Content starts

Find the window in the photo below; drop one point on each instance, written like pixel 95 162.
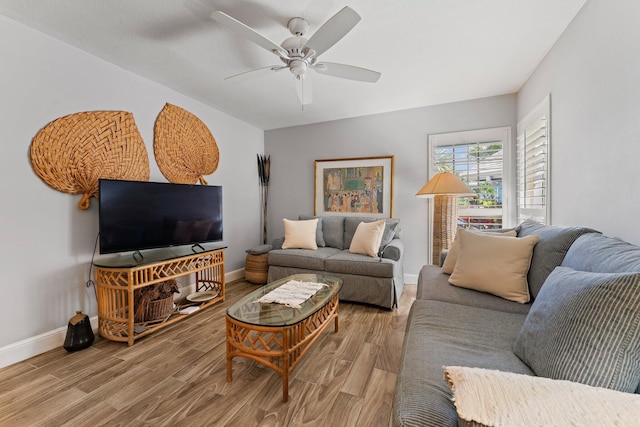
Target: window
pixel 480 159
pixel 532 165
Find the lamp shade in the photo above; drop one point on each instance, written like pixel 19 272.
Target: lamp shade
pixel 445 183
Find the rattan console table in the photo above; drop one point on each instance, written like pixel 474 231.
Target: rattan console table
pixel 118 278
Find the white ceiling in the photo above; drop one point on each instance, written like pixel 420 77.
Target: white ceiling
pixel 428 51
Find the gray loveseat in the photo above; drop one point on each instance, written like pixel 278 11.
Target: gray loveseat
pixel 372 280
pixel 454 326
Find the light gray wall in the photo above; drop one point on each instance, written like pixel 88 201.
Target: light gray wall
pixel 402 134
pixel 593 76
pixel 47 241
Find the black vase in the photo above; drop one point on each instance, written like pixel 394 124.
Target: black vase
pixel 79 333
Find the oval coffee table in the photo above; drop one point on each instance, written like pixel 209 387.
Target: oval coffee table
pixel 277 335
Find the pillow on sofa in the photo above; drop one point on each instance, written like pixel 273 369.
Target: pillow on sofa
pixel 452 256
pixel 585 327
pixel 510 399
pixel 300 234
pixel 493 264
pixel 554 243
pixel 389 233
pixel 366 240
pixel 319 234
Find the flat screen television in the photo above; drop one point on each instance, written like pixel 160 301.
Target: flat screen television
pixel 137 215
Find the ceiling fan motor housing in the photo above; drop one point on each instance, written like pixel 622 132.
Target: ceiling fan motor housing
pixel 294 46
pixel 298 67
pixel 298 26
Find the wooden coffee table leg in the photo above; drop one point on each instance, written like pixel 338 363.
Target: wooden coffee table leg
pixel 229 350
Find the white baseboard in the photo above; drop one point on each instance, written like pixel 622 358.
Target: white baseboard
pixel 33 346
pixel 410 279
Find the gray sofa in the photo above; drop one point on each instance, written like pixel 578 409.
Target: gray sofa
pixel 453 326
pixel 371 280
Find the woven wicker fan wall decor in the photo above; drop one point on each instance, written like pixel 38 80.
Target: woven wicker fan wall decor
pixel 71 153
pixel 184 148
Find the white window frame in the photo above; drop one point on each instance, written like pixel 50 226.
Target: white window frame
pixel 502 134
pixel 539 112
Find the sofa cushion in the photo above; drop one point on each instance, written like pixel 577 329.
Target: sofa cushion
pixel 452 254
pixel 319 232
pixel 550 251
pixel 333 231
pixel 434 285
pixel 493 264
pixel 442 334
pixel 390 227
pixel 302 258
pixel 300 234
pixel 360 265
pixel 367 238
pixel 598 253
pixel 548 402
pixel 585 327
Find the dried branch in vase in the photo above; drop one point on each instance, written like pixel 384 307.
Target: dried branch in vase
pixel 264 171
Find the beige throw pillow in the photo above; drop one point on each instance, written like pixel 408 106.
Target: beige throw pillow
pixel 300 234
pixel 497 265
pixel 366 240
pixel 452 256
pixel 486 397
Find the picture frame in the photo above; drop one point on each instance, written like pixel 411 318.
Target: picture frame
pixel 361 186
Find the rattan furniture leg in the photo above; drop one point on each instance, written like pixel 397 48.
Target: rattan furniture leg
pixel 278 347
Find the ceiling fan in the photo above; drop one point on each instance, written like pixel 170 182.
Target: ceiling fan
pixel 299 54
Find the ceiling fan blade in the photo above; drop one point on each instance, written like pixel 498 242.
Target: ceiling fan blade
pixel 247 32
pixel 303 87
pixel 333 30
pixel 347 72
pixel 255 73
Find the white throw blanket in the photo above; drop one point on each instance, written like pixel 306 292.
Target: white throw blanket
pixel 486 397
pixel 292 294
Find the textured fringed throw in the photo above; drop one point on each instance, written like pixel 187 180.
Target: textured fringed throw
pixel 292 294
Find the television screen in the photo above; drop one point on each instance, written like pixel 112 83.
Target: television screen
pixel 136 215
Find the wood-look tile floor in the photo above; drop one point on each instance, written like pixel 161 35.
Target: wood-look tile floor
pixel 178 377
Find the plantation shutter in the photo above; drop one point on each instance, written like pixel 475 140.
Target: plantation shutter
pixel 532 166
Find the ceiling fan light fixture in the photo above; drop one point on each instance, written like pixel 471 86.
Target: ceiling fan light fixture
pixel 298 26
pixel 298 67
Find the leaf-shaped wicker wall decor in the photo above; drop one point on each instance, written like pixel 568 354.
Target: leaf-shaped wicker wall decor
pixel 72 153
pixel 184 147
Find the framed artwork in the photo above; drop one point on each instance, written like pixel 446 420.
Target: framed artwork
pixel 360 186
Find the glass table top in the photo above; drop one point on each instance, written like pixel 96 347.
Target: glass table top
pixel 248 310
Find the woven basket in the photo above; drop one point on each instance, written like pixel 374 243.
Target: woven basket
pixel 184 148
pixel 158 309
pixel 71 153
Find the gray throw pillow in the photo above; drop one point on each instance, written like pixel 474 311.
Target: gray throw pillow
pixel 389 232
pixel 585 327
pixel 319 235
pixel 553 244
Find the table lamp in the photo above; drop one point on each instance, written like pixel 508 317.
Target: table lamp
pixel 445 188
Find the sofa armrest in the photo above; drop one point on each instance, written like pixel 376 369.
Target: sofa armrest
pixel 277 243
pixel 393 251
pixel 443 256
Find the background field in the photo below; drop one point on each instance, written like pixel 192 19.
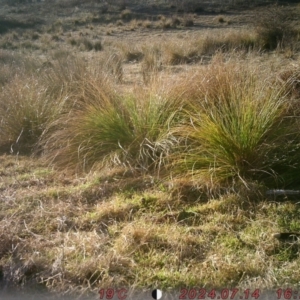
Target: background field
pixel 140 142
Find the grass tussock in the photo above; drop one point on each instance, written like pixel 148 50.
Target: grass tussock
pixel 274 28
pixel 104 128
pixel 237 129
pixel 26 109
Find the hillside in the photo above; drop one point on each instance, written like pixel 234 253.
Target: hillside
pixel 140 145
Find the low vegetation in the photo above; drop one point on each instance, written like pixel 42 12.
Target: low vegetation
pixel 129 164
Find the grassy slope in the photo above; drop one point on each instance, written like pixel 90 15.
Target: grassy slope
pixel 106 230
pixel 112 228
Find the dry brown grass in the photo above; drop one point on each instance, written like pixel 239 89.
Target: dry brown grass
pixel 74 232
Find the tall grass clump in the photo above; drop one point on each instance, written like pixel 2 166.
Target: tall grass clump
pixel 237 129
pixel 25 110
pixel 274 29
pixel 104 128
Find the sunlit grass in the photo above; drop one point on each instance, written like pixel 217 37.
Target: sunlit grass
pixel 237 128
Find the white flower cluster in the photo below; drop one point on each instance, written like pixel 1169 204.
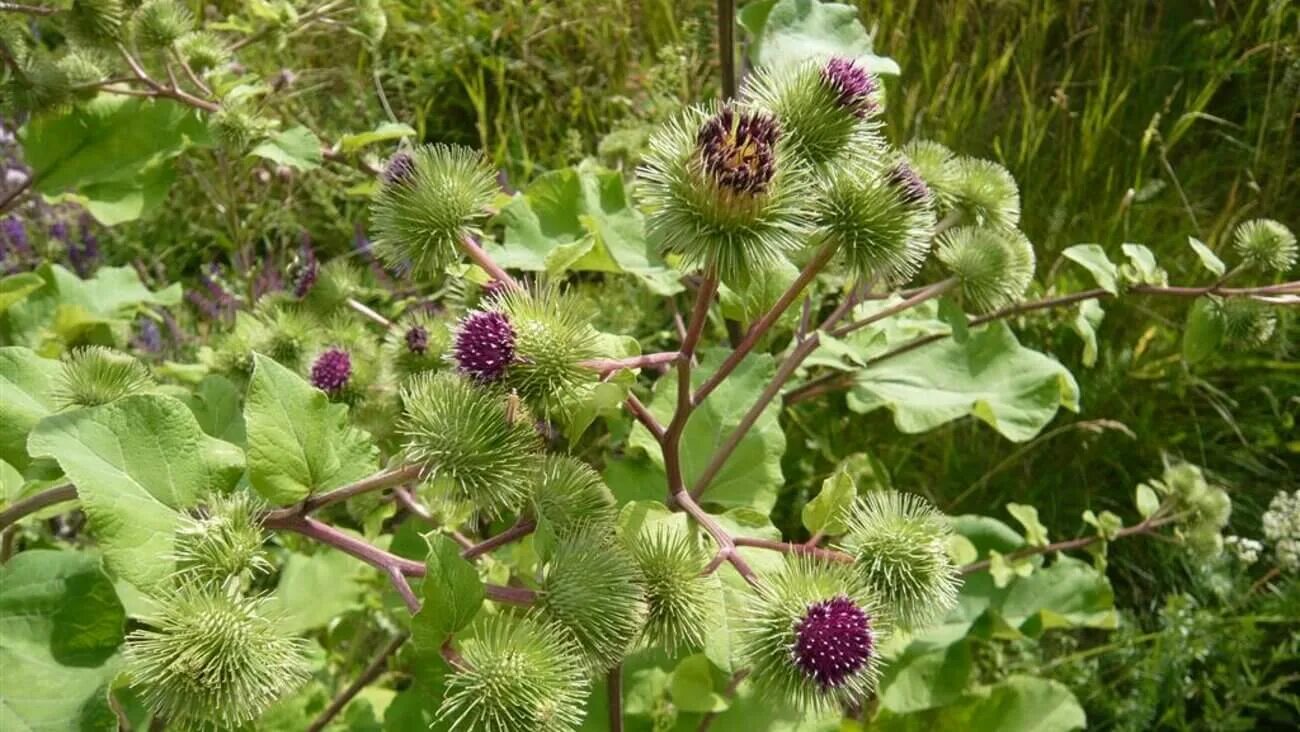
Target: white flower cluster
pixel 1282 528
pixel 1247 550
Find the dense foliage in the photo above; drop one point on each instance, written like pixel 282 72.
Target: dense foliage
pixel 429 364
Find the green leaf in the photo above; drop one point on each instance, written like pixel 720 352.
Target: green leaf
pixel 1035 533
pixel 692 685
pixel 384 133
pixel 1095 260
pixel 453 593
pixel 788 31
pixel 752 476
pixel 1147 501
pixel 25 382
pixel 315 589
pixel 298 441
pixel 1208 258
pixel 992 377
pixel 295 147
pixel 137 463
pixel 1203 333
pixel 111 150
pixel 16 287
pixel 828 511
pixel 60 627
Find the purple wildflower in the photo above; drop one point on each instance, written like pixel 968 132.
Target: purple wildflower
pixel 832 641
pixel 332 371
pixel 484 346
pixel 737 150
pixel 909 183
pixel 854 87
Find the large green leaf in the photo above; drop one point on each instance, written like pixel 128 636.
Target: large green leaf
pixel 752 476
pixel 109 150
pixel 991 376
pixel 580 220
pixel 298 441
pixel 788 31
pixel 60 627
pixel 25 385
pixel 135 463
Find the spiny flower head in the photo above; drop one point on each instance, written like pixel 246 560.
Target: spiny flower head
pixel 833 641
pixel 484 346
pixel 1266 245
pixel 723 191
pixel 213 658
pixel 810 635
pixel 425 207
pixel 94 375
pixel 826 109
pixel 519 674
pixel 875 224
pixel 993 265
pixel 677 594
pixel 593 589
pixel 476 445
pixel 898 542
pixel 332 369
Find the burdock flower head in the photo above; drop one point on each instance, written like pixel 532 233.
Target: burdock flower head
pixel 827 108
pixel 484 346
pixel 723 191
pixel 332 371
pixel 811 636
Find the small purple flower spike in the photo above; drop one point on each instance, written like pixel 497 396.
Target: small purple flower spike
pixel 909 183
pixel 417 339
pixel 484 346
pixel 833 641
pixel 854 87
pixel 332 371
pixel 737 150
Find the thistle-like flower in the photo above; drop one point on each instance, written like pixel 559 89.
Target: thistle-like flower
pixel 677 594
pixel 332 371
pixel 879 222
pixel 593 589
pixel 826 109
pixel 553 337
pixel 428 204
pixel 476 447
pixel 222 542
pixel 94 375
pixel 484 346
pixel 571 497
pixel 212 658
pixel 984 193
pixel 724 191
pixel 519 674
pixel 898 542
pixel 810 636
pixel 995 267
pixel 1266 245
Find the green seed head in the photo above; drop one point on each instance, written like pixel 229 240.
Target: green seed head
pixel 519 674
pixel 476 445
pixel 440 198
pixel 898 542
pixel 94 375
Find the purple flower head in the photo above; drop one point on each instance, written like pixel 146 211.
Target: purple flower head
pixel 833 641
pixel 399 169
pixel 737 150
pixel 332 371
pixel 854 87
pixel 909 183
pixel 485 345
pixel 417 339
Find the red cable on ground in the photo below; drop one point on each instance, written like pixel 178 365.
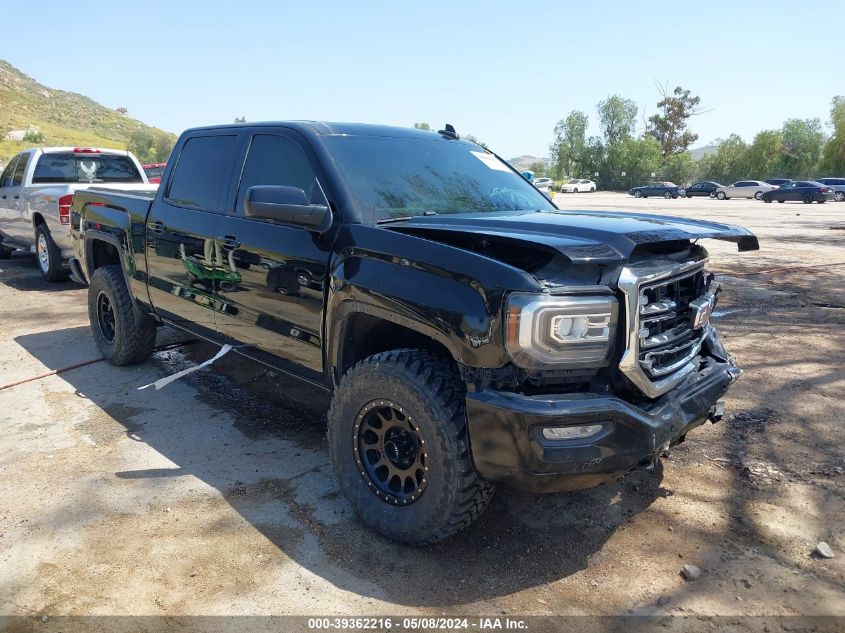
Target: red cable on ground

Content ends

_What the task asks_
Show every line above in which the word "cable" appears.

_Response box_
Find the red cable on ground in the photo below; drop one point on each instance, written like pixel 178 365.
Target: red cable on ground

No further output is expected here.